DATA FOR THE TASK:
◆ ◆ ◆
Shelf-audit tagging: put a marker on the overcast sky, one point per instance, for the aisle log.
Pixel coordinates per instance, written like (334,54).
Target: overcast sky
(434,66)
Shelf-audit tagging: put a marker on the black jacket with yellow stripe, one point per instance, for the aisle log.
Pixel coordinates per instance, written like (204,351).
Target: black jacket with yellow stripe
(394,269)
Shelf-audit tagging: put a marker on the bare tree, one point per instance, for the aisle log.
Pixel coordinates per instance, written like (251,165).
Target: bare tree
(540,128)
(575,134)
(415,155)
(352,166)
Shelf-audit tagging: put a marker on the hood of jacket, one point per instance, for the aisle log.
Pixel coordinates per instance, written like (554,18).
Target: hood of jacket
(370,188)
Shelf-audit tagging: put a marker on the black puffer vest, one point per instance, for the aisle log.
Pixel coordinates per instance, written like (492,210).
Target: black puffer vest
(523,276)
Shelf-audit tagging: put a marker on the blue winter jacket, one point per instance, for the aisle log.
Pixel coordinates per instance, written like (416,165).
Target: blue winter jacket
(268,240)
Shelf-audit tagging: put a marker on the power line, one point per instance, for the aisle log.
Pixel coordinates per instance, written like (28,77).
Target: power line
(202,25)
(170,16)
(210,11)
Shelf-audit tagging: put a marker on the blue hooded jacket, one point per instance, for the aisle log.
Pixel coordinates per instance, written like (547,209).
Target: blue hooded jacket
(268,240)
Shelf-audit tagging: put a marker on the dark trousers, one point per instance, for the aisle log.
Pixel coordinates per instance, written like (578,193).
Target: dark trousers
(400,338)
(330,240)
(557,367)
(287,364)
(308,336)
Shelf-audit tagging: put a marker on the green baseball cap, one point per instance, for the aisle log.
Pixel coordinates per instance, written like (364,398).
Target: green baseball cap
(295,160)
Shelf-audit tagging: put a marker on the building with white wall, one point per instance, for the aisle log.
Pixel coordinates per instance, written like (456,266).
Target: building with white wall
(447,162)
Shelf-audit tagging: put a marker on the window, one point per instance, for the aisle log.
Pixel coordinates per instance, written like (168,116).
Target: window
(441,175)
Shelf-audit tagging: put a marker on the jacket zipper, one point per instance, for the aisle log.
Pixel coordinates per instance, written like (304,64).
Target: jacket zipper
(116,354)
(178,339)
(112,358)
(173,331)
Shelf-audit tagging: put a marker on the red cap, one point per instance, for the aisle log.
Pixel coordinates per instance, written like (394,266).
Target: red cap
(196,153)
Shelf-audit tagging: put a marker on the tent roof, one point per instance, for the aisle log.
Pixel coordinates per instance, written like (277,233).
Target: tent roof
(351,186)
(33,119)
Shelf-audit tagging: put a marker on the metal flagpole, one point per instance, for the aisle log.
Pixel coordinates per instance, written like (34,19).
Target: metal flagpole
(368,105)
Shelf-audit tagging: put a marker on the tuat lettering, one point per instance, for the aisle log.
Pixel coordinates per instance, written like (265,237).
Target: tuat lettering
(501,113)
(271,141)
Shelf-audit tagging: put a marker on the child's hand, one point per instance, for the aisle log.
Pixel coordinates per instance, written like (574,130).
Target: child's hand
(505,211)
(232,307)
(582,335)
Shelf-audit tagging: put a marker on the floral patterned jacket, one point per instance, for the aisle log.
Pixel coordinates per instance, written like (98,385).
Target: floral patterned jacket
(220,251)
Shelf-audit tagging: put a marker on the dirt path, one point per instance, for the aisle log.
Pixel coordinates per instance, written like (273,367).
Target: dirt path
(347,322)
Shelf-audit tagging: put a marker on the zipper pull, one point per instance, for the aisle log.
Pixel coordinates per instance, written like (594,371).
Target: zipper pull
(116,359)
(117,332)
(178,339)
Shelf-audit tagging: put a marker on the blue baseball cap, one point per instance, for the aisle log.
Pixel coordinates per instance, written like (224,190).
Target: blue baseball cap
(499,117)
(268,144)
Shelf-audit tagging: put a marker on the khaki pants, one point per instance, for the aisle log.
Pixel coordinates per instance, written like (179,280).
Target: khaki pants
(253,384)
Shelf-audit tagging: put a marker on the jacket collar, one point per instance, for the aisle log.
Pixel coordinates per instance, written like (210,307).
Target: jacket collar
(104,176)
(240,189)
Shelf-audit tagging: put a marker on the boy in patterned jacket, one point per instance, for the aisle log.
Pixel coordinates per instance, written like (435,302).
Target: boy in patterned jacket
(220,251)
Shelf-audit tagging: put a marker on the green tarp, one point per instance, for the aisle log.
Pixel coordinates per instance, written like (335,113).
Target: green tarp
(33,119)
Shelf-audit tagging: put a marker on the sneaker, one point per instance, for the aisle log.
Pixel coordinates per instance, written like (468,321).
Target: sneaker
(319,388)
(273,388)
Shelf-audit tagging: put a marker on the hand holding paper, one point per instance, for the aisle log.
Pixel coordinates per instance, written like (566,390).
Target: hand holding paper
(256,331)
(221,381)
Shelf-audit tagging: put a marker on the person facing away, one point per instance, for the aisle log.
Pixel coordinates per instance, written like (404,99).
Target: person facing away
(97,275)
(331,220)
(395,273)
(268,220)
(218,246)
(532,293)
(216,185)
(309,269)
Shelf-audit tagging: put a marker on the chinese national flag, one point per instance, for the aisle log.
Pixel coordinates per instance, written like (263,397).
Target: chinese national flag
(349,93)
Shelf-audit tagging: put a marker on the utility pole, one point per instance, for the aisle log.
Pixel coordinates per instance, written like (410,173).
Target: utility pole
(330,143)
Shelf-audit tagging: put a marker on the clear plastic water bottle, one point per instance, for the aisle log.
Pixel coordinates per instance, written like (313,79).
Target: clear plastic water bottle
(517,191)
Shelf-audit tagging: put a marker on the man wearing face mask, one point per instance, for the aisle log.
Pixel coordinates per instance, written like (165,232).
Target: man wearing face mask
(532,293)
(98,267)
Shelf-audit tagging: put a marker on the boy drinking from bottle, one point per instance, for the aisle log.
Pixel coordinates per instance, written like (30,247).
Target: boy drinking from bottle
◆ ◆ ◆
STATED TASK:
Reproduce only the lines running from the one that contains "Shelf-audit tagging: put a marker on the chinese" to the last line of the records.

RESULT OF THE TASK:
Shelf-audit tagging: put a marker on the chinese national flag, one point per instance, for the aisle log.
Pixel coordinates per instance, written like (263,397).
Target: chinese national flag
(349,93)
Shelf-audit tagging: put a marker on the utility pole, one point per instance, for the aisle log.
Pixel coordinates per instance, written like (410,173).
Target: utility pole
(330,143)
Shelf-audit tagging: put a marker on the clear plastic water bottle, one point per instance, for the aisle log.
Pixel coordinates per instance, written like (313,79).
Target: clear plastic water bottle
(517,191)
Shelf-audit tagging: put a marker on the man wearing face mask, one point per instance, for the aisle log.
Pixel coordinates per instance, written like (165,232).
Target: man wearing face mask
(532,293)
(98,267)
Shelf-audit tagging: put a marker on the boy drinking from bottle, one point per instance, for the aisle log.
Pixel coordinates per instance, written like (30,247).
Target: boy drinking from bottle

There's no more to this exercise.